(Coordinate labeling data)
::::::::::

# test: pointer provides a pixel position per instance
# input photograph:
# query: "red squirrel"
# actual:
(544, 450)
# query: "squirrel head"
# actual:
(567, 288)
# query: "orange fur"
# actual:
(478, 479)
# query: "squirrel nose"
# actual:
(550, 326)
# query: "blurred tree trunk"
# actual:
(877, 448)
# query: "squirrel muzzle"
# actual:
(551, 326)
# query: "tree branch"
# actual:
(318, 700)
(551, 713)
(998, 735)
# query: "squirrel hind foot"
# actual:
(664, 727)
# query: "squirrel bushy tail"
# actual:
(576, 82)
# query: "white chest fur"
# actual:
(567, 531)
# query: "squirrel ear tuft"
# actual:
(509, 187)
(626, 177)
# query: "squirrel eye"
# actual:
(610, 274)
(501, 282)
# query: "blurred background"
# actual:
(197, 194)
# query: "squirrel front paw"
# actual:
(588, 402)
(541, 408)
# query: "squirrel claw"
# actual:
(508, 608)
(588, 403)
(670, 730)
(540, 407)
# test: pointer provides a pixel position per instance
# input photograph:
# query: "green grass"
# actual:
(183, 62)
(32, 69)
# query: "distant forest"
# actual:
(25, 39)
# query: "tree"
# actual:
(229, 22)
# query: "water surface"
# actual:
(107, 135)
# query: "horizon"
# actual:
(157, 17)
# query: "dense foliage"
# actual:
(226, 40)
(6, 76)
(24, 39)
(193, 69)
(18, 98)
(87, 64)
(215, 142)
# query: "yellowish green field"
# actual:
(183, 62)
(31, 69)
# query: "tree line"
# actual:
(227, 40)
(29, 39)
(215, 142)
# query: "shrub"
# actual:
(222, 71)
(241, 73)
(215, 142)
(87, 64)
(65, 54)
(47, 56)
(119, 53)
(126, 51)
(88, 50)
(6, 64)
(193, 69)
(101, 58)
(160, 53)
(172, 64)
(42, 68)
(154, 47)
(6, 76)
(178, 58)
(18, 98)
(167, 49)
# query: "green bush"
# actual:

::::::::::

Set exercise: Recite the full listing above exactly.

The reply:
# test: pointer provides a pixel position per instance
# input photograph:
# query: "red squirrel"
# actual:
(544, 450)
# query: "squirrel head"
# actual:
(567, 288)
# query: "orange fur"
# actual:
(478, 479)
# query: "squirrel nose"
# actual:
(550, 326)
# query: "blurred tree trunk"
# actual:
(877, 448)
# query: "squirrel muzzle"
# actual:
(551, 326)
# query: "tree branch"
# actual:
(318, 700)
(551, 713)
(998, 735)
# query: "squirrel hind foot"
# actual:
(664, 727)
# query: "squirrel bushy tail"
# actual:
(576, 82)
# query: "white chest fur"
# actual:
(567, 531)
# query: "squirrel ear tuft"
# actual:
(509, 187)
(626, 177)
# query: "squirrel eye"
# actual:
(610, 274)
(501, 282)
# query: "blurred background"
# actual:
(197, 194)
# query: "squirrel front paw"
# actual:
(588, 402)
(541, 408)
# query: "squirrel claw"
# actual:
(508, 608)
(588, 403)
(670, 730)
(540, 407)
# test: pointer provides a pixel position per instance
# input photograph:
# query: "green grass"
# actual:
(183, 62)
(32, 69)
# query: "distant forest"
# actual:
(25, 39)
# query: "tree"
# actual:
(229, 22)
# query: "water surface"
# actual:
(107, 135)
# query: "horizon"
# actual:
(157, 17)
# query: "dense foliage"
# actual:
(226, 40)
(6, 76)
(24, 39)
(193, 69)
(18, 98)
(87, 64)
(215, 142)
# query: "yellowish green field"
# actual:
(183, 62)
(31, 69)
# query: "tree line"
# actual:
(227, 40)
(29, 39)
(215, 142)
# query: "shrub"
# actual:
(222, 71)
(241, 73)
(215, 142)
(87, 64)
(65, 54)
(47, 56)
(119, 53)
(126, 51)
(88, 50)
(6, 64)
(193, 69)
(101, 58)
(160, 53)
(172, 64)
(42, 68)
(154, 47)
(6, 76)
(178, 58)
(18, 98)
(167, 49)
# query: "green bush"
# actual:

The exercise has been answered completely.